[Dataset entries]
▶
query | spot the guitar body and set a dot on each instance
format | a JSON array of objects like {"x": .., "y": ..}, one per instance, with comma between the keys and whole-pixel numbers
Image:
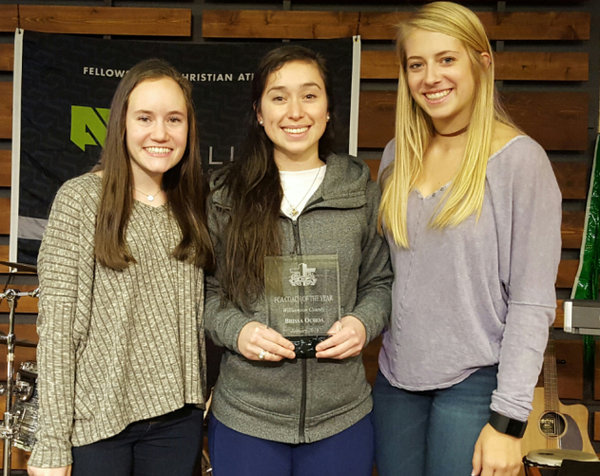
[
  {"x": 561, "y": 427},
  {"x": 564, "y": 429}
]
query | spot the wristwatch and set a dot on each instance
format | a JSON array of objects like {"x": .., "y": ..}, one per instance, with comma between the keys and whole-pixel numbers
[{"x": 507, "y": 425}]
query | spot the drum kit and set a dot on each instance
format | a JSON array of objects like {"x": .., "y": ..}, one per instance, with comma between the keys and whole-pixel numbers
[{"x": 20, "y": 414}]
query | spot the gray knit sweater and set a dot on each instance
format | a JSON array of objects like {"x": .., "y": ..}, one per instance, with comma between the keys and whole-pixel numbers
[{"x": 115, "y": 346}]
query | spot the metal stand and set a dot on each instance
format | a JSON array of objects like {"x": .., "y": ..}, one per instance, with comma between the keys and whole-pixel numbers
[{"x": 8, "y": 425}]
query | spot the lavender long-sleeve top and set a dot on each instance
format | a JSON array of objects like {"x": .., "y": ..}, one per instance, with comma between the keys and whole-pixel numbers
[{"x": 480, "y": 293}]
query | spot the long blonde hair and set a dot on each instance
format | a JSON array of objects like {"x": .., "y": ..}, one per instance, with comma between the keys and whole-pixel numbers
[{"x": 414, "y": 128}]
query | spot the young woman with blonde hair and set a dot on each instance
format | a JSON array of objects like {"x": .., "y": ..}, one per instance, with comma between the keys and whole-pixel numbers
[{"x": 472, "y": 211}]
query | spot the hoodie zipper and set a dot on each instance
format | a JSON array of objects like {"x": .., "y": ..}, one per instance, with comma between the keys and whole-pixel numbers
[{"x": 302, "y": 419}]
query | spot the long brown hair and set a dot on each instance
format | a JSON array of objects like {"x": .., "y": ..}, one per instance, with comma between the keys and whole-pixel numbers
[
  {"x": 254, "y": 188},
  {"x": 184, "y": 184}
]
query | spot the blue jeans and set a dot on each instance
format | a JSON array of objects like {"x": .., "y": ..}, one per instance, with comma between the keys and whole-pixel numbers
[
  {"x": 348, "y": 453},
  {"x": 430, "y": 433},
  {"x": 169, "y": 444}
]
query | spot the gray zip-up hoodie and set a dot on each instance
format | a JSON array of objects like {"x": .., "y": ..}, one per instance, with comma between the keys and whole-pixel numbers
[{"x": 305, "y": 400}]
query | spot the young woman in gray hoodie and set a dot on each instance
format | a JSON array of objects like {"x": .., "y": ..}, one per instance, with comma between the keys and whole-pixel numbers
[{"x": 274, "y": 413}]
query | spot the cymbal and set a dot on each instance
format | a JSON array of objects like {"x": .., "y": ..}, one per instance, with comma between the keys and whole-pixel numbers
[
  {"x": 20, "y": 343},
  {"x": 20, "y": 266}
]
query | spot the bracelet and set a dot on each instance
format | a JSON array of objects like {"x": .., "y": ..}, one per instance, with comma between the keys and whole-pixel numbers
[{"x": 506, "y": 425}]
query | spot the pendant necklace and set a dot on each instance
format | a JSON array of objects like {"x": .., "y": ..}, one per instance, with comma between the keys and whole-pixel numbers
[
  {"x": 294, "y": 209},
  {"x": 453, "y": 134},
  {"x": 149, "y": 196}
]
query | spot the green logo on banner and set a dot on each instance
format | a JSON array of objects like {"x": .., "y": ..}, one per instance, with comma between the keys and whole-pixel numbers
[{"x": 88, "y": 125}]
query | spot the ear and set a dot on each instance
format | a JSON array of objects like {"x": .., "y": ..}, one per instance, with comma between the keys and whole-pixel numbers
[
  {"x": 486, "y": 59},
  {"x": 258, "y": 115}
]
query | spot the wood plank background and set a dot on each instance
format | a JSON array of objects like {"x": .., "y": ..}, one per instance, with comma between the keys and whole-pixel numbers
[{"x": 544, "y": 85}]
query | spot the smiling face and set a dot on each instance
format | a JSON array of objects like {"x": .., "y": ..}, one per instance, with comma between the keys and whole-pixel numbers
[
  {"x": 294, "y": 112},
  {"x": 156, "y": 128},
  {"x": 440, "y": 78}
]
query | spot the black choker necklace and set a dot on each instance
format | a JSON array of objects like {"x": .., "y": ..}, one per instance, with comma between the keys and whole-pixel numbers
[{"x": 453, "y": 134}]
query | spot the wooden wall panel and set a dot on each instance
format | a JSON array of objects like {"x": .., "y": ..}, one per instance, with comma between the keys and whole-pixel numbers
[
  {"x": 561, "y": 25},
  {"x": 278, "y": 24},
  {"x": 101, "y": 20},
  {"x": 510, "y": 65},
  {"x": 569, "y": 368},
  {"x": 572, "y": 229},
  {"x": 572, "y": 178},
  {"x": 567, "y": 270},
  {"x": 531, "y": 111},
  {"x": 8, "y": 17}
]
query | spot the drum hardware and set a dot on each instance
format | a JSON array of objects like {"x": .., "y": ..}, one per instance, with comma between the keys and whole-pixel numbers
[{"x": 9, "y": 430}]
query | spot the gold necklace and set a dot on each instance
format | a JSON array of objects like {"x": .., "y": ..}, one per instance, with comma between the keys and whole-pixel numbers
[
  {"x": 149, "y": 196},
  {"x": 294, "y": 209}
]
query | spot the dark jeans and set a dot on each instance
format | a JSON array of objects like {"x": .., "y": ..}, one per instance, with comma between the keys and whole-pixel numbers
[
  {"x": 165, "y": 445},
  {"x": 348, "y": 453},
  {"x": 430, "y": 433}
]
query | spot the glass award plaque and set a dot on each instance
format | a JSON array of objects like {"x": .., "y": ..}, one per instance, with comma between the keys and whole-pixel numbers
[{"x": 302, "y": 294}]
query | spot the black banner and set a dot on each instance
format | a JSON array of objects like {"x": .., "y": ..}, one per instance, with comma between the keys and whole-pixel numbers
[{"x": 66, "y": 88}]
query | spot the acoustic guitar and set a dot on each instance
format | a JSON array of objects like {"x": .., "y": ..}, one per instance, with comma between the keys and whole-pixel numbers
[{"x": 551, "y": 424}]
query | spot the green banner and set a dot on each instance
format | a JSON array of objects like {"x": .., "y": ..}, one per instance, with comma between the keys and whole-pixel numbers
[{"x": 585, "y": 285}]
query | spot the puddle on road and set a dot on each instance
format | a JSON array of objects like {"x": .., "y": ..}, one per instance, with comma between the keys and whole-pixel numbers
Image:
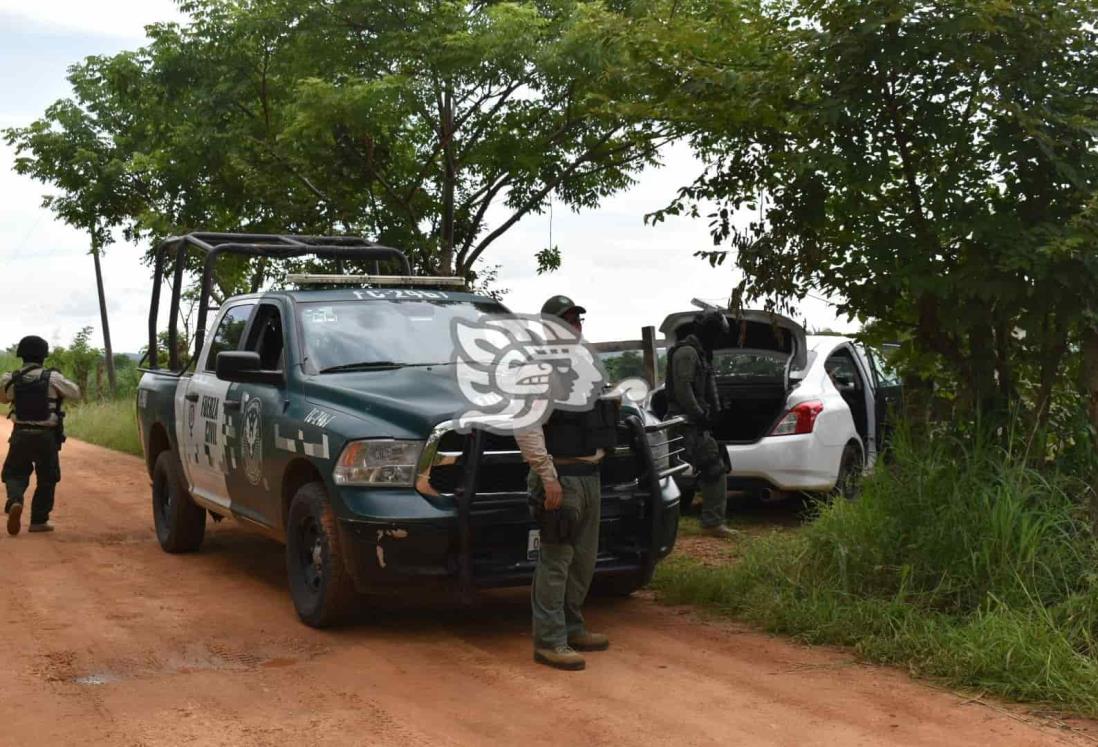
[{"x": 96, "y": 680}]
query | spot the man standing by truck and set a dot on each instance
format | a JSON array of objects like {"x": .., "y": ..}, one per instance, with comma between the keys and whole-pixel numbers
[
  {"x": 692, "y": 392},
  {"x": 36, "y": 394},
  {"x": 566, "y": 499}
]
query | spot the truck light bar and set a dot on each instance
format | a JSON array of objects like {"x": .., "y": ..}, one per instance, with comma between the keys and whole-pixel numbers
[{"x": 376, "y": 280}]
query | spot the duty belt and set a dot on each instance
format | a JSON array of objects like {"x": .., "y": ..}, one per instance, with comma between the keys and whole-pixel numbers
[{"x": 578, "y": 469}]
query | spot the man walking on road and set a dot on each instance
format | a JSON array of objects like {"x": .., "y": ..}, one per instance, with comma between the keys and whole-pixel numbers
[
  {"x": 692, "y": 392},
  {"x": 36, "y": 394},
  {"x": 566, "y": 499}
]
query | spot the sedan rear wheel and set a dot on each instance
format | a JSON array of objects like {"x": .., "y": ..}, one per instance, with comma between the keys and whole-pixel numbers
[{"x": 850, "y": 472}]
◀
▶
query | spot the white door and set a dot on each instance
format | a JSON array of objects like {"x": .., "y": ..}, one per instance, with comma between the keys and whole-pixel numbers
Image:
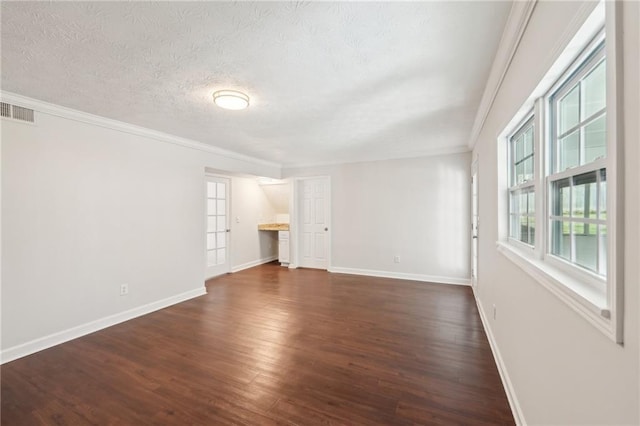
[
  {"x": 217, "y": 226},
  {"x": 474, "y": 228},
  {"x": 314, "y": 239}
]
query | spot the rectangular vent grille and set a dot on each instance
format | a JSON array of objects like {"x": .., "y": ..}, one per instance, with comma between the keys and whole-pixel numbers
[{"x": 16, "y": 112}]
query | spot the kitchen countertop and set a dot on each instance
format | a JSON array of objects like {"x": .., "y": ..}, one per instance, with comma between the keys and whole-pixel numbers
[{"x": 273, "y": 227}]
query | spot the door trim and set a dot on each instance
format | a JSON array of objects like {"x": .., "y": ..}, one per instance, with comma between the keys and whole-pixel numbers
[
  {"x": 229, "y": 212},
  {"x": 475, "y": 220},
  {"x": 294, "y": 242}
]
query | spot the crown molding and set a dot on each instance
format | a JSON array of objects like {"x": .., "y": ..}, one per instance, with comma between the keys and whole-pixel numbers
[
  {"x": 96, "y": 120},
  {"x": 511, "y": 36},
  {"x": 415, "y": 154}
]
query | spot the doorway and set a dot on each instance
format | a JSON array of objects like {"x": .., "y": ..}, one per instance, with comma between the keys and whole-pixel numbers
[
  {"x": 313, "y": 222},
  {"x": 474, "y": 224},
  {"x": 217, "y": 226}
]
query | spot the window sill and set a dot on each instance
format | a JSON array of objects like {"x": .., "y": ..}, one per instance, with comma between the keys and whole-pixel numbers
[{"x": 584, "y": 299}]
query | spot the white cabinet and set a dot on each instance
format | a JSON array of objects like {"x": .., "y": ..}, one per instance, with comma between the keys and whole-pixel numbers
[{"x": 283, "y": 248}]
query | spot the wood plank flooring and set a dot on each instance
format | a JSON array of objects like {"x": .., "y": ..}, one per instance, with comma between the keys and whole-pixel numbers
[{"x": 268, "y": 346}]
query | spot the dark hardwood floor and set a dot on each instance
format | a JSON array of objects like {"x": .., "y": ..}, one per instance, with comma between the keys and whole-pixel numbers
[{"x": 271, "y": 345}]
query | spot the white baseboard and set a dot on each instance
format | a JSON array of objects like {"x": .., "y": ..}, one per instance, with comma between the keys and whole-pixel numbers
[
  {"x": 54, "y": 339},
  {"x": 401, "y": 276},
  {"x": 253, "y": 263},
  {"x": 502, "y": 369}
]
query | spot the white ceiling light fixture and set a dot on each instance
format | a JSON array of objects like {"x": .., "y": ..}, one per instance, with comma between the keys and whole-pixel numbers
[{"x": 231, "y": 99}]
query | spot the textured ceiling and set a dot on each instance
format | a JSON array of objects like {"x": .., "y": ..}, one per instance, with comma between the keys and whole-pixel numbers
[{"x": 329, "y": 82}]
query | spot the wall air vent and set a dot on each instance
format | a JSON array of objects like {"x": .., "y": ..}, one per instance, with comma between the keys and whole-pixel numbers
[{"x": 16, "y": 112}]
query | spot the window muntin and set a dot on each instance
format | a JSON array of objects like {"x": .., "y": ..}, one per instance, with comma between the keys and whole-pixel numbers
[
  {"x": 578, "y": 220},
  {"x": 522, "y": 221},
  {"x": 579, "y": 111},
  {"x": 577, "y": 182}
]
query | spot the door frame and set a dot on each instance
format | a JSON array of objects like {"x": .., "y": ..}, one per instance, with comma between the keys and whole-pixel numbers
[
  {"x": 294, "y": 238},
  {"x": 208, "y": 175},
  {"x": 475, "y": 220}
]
◀
## Action item
Find every line in the records that contains the word "long"; copy those lines.

## Solution to the problem
query | spot the lavender long-sleeve top and set a dot on each instance
query | spot the long blonde hair and set a dot on each instance
query | spot the long brown hair and set a dot on each instance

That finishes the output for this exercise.